**** EXTRAIT ****
9.1.3.L’analyse des réponses du groupe « Autres ethnies » 

Les enquêtés du groupe « Autres ethnies » ont répondu d’une manière voisine de celle des Russes. Nous observons que le « Non » prédomine dans ce groupe des interrogés (54,4%). En même temps, 32,2% des enquêtés sont favorables à la suppression du point « origine ethnique » et 13,3% ont choisi la réponse « ne sais pas ».

Tableau 49°. Suppression du point  « origine ethnique ». Les données du groupe "Autres ethnies".
Tableau 49°. Suppression du point  « origine ethnique ». Les données du groupe "Autres ethnies".

La différence avec la répartition de référence est très significative. chi2 = 22,87, ddl = 2, 1-p = >99,99%.

Le chi2 est calculé avec des effectifs théoriques égaux pour chaque modalité.

Ce tableau est construit sur la strate de population « Autres ethnies » contenant 90 observations et définie par le filtrage suivant : origine ethnique = «Autres groupes ethniques ». 

Leurs arguments sont regroupés dans les catégories thématiques. Les réponses qui considèrent l’origine ethnique comme la référence historique aux ancêtres et aux racines culturelles constituent la première catégorie :

‘« Ce point met l'accent sur tes racines, montre que ton père et tes ancêtres avaient la même origine ». H., 22 ans.
« Il ne faut pas oublier les racines ». H., 21 ans.
« Je suis fière d'habiter dans ce pays. Mais pour moi l'origine ethnique de ma famille, les us et coutumes de mes ancêtres sont très importants ». F., 21 ans. ’

Comme l’expliquent ces jeunes, la citoyenneté est une référence instable qui peut changer à la suite d’un déménagement, par exemple. Alors que l’appartenance ethnique marque l’individu dès sa naissance et le lie à sa famille et à ses ancêtres. L’appartenance culturelle est donc plus importante. Elle exprime mieux la personnalité par la référence à ses origines :

‘« Le Kazakhstanais c'est un homme habitant dans les frontières déterminées par l'Etat du Kazakhstan mais qui n'appartient pas spirituellement à cet Etat alors que l'ethnicité c'est la notion plus large et spirituelle, donnée dès la naissance ». F., 20 ans.
« Mon origine ethnique c'est ma personnalité, ce sont mes traditions, c'est l'origine de ma famille, mes racines que je ne peux pas refuser ». F., 20 ans.
**** LISTE DES ENREGISTREMENTS ****
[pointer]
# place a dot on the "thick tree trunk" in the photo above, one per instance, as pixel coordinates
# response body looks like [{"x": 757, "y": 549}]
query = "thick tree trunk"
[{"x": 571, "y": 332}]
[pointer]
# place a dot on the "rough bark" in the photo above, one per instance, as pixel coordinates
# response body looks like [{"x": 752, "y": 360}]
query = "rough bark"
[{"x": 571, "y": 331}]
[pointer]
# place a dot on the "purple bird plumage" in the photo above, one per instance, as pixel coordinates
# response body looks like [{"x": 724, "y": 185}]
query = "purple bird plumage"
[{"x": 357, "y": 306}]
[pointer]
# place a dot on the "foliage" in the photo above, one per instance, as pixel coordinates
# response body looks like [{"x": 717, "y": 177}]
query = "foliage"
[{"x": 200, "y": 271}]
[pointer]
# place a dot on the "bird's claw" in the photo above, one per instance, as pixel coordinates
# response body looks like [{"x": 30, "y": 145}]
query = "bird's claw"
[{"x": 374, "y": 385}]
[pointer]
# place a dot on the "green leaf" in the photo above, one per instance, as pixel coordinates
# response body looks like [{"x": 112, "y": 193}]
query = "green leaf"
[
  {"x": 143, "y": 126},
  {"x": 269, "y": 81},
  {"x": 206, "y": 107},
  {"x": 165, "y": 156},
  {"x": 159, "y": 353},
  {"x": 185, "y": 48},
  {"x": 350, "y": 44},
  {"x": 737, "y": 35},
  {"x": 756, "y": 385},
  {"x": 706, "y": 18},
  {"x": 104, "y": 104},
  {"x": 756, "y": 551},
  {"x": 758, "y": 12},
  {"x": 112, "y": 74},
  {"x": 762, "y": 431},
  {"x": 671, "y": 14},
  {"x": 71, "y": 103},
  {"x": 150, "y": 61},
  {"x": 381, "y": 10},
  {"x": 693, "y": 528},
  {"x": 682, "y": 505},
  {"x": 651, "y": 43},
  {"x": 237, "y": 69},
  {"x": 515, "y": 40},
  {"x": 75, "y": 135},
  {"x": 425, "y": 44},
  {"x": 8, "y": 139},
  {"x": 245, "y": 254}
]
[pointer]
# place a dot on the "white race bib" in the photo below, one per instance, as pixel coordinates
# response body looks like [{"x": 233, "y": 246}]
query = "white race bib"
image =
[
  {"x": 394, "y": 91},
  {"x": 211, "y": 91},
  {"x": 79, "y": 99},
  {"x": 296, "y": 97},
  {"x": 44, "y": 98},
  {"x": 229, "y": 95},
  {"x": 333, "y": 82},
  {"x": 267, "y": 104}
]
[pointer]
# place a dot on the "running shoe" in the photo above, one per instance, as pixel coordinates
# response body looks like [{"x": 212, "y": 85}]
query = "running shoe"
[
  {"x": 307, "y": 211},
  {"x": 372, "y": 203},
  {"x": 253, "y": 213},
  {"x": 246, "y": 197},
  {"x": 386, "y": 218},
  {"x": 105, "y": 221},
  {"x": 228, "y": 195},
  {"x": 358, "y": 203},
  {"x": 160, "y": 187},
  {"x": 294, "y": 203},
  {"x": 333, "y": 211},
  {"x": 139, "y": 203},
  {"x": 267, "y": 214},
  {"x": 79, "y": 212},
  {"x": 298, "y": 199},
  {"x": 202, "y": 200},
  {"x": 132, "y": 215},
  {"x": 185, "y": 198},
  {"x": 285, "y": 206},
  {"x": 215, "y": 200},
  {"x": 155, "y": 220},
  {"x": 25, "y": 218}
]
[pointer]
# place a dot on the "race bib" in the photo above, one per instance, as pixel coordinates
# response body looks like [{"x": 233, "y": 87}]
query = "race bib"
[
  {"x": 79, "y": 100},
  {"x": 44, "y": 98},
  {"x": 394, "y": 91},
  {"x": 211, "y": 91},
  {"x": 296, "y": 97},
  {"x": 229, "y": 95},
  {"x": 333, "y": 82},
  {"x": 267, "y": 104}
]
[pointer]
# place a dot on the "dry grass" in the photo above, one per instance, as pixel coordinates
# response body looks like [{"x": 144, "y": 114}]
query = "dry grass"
****
[DÉFIS]
- 1) Selon l'extrait, combien d'observations compte la strate de population « Autres ethnies » ?
- 2) Mettez à jour le segment de l'extrait qui va de « Ce tableau est » jusqu'à « H., 22 ans. », en substituant « traditions familiales » à « racines culturelles ».
- 3) Prolongez l'extrait sur l'attachement du groupe « Autres ethnies » à l'origine ethnique, à la suite de sa dernière phrase.
Les enregistrements forment un matériau indépendant de l'extrait.

[RÉPONSES]
- 1) 90 observations.

- 2)
Ce tableau est construit sur la strate de population « Autres ethnies » contenant 90 observations et définie par le filtrage suivant : origine ethnique = «Autres groupes ethniques ». 

Leurs arguments sont regroupés dans les catégories thématiques. Les réponses qui considèrent l’origine ethnique comme la référence historique aux ancêtres et aux traditions familiales constituent la première catégorie :

‘« Ce point met l'accent sur tes racines, montre que ton père et tes ancêtres avaient la même origine ». H., 22 ans.

- 3)
« Parce que "Kazakhstanais" c'est incompréhensible alors que l'origine ethnique c'est clair tout de suite ». F., 17 ans.’

Les réponses faisant appel au respect et à la reconnaissance des minorités ethniques au pays sontregroupées dans la deuxième catégorie. Les enquêtés sont contre la proposition d’ignorer leur appartenance ethnique au niveau officiel. Cela équivaut à une tentative d’assimilation de tous les citoyens, d’où un danger pour la diversité culturelle du pays :

‘« Chaque personne a une nationalité et il en est fier ou non. Tous ne peuvent pas être assimilés aux "Kazakhstanais". Oui, nous vivons au Kazakhstan, nous sommes "Kazakhstanais" mais cela n'est pas la nationalité. Cela est inacceptable pour tout le monde ». F., 21 ans.
« Dans la République du Kazakhstan habitent beaucoup d'ethnies et c'est normal. Il ne faut pas mettre tous les gens dans une seule catégorie "Kazakhstanais" ». F., 20 ans.
« Je suis fière de mon origine etde l’origine des autres, ça montre la diversité ». F., 21 ans.
« N'importe quel homme ale droit de revendiquer son origine ethnique. Le terme "Kazakhstanais" indique seulement le pays dans lequel un homme vit et non son origine ». F., 15 ans.’

Dans la solution de supprimer l’origine ethnique sur le passeport, certains jeunes voient l’imitation du modèle américain de construction d’un Etat-Nation. Alors qu’à leur avis, ce modèle n’est pas un bon exemple à suivre. Que cette conception soit imposée provoque une réponse rageuse de ce jeune homme : « L'imitation les Américains me met en fureur !!! Ils ne sont pas le nombril du monde !!! » H., 22 ans.

Dans la troisième catégorie nous avons classé les explications des enquêtés appartenant aux minorités ethniques ; elles se basent sur la fierté de son origine ethnique et son importance pour l’identité personnelle :

‘« Je suis fier de mon origine et je veux qu'elle soit marquée sur le passeport ». H., 21 ans.
« Je suis un pur Ukrainien. Je respecte le Kazakhstan et je suis fier d'être citoyen du Kazakhstan mais je ne refuserai jamais d'être Ukrainien ! » H., 17 ans.
« Parce que je ne changerai jamais mon ethnie. Je l'aime et j'en suis fière. Mais cela ne signifie pas que je ne respecte pas les autres ethnies. Chaque ethnie est l’égale des autres ». F., 22 ans.
« Mon origine ethnique est très importante pour moi et je ne suis pas patriote au point de la refuser ». H., 15 ans.’

Ces commentaires montrent la défense contre l’assimilation culturelle etsont classés dans la quatrième catégorie. Ces jeunes trouvent que les mots « Kazakh » et « Kazakhstanais » sont identiques et c’est pourquoi ils sont contre ce changement représentant une menace pour leur identité ethnique. Cette réaction est une forme de résistance à l’assimilation culturelle :

‘« Je ne veux pas être "Kazakhstanais" parce que je ne suis pas Kazakh ». H., 21 ans.
« Je suis Russe et je ne veux pas être Kazakh. Le Kazakhstanais pour moi signifie la même chose que le Kazakh ». H., 16 ans.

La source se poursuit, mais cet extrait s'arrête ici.